Records shown:
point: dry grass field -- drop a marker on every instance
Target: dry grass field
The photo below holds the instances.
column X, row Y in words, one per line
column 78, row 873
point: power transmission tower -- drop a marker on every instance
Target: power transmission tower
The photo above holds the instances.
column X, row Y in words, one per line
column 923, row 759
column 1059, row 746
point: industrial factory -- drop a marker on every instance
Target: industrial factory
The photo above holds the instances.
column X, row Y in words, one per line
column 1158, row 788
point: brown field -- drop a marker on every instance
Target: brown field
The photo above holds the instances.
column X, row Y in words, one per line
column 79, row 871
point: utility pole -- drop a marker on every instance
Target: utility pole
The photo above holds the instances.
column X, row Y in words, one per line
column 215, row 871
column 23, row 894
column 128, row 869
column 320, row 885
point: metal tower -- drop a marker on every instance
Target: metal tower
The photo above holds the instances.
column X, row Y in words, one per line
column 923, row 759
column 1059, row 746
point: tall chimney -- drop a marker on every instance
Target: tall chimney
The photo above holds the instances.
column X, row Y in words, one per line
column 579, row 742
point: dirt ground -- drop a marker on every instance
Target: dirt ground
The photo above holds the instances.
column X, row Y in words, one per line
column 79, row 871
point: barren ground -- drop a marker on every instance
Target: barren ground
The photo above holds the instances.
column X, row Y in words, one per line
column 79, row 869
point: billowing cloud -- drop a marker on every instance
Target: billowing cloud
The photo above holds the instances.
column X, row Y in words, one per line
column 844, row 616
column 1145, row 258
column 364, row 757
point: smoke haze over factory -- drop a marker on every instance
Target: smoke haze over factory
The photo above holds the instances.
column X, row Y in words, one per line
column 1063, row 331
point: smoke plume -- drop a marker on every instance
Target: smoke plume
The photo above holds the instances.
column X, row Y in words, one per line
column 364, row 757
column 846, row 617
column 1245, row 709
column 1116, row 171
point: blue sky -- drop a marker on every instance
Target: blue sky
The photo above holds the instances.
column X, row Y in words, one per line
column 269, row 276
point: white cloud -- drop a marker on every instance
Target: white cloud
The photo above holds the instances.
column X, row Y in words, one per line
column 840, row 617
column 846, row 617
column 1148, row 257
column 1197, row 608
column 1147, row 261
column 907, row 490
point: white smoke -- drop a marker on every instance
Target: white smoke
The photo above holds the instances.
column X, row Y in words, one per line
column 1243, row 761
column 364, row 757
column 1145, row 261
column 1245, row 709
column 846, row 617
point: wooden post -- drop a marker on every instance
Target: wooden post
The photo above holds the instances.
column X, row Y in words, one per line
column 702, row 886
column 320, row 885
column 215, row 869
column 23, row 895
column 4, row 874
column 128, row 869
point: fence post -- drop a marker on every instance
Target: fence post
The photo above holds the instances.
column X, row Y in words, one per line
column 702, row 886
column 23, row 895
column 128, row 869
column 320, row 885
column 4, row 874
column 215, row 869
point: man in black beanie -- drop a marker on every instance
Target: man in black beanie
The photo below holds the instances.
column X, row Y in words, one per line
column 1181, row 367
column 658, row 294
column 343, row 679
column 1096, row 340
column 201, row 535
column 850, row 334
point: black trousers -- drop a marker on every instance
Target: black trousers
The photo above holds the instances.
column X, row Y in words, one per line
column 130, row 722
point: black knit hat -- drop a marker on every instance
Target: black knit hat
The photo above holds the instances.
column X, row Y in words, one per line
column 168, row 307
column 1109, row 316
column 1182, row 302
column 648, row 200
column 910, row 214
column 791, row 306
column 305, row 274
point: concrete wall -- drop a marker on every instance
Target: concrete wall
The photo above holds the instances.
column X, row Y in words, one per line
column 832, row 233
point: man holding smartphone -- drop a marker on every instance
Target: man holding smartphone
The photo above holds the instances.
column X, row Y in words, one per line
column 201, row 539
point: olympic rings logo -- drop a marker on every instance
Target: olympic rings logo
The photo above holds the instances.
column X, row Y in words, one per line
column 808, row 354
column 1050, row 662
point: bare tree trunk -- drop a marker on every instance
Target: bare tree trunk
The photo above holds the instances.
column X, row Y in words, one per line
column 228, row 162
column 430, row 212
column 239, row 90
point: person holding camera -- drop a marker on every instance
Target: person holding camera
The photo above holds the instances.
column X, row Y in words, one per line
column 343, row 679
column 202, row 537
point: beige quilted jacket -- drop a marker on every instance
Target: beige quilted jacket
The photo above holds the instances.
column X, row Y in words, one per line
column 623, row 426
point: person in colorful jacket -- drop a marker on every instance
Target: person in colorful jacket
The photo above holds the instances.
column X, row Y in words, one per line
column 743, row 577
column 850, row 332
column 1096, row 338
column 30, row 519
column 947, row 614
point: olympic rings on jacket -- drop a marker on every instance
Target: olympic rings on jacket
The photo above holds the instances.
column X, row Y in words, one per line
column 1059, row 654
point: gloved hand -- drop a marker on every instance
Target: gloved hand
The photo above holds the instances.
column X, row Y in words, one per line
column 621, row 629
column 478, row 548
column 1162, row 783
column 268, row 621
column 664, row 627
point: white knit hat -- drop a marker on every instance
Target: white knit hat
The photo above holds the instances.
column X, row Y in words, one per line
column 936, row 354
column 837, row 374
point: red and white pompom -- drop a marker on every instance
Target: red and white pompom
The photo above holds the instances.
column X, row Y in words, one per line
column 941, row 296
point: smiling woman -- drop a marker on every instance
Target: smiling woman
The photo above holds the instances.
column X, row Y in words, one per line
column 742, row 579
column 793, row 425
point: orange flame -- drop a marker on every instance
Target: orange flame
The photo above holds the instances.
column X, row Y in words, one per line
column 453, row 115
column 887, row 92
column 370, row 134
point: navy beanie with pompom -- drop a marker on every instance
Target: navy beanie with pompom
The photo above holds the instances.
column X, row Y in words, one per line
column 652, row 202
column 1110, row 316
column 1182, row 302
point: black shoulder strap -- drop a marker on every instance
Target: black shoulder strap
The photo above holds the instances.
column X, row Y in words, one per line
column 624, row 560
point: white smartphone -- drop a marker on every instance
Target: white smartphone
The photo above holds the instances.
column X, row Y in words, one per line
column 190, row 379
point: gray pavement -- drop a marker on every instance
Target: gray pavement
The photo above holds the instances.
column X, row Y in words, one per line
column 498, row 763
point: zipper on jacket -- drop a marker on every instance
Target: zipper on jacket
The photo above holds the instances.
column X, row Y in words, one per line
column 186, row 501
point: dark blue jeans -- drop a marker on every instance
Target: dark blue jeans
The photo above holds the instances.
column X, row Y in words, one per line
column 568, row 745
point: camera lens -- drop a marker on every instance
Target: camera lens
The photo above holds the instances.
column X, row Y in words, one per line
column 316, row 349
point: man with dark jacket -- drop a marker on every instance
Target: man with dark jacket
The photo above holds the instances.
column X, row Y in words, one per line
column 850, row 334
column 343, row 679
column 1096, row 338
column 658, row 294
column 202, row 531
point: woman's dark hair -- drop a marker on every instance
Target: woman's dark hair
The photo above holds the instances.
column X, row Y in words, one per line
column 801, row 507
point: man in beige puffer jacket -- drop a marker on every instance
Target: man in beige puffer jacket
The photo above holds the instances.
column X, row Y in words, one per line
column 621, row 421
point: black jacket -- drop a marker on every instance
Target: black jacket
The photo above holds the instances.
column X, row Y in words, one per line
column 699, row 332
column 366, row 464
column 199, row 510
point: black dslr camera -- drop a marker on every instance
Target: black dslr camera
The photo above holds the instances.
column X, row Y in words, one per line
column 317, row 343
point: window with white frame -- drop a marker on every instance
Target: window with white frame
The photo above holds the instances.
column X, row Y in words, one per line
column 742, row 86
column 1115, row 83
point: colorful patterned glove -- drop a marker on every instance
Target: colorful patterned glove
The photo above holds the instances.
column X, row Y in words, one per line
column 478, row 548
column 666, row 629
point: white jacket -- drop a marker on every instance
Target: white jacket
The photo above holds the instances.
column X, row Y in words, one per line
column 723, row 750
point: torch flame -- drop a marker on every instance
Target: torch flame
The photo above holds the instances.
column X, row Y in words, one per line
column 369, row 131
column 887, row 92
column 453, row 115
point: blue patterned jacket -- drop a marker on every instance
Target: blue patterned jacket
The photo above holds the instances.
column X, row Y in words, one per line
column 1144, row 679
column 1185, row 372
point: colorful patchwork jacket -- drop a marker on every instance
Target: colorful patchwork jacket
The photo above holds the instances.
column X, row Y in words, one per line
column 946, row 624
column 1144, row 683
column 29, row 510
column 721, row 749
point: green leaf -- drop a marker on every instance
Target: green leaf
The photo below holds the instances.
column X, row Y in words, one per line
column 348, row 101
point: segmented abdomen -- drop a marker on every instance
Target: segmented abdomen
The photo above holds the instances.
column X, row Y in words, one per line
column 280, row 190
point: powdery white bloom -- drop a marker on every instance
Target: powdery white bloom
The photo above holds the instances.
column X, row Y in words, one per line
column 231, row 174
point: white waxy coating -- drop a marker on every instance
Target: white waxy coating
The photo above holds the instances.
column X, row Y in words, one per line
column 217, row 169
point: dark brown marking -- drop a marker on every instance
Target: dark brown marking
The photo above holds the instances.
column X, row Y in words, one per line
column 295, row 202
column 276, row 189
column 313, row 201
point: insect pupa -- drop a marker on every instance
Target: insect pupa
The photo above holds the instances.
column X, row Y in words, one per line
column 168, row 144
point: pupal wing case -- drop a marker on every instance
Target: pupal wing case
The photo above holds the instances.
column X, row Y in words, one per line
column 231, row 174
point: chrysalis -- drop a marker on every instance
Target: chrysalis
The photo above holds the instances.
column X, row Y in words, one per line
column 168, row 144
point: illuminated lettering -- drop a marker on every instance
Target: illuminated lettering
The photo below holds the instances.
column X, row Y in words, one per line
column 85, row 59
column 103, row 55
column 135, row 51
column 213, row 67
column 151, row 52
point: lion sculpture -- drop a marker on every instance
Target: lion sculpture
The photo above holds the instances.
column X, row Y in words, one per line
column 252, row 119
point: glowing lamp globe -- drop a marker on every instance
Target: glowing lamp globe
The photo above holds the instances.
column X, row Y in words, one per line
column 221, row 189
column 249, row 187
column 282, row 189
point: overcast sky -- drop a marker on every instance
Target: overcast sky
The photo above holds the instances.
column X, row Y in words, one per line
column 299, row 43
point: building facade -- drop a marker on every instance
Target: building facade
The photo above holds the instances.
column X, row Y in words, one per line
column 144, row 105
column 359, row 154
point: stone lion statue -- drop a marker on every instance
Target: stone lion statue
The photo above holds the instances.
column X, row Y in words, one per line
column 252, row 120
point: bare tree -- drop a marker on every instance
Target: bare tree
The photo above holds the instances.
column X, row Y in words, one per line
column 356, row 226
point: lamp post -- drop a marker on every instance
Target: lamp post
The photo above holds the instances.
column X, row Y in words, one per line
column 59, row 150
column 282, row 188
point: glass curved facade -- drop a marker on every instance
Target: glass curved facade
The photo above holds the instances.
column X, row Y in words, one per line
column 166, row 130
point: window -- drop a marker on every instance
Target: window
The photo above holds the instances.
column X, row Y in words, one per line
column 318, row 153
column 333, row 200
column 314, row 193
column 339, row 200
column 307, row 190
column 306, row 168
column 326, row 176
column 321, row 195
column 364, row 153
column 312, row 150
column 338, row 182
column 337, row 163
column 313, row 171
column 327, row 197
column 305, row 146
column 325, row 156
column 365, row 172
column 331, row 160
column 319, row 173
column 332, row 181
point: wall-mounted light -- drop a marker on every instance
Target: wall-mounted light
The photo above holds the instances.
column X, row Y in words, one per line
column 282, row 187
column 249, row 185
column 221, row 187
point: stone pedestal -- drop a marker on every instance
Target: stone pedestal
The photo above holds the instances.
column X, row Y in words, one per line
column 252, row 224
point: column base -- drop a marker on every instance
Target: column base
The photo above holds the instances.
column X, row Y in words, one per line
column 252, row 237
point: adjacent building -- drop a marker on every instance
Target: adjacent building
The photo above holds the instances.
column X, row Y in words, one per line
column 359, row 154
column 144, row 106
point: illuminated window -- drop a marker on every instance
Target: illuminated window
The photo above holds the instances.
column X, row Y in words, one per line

Exercise description:
Among the lines of the material, find those that hold the word "lion" and copy them.

Answer box:
point: lion sculpture -- drop a marker on every instance
Target: lion sculpture
point: stone lion statue -- drop a marker on every instance
Target: stone lion statue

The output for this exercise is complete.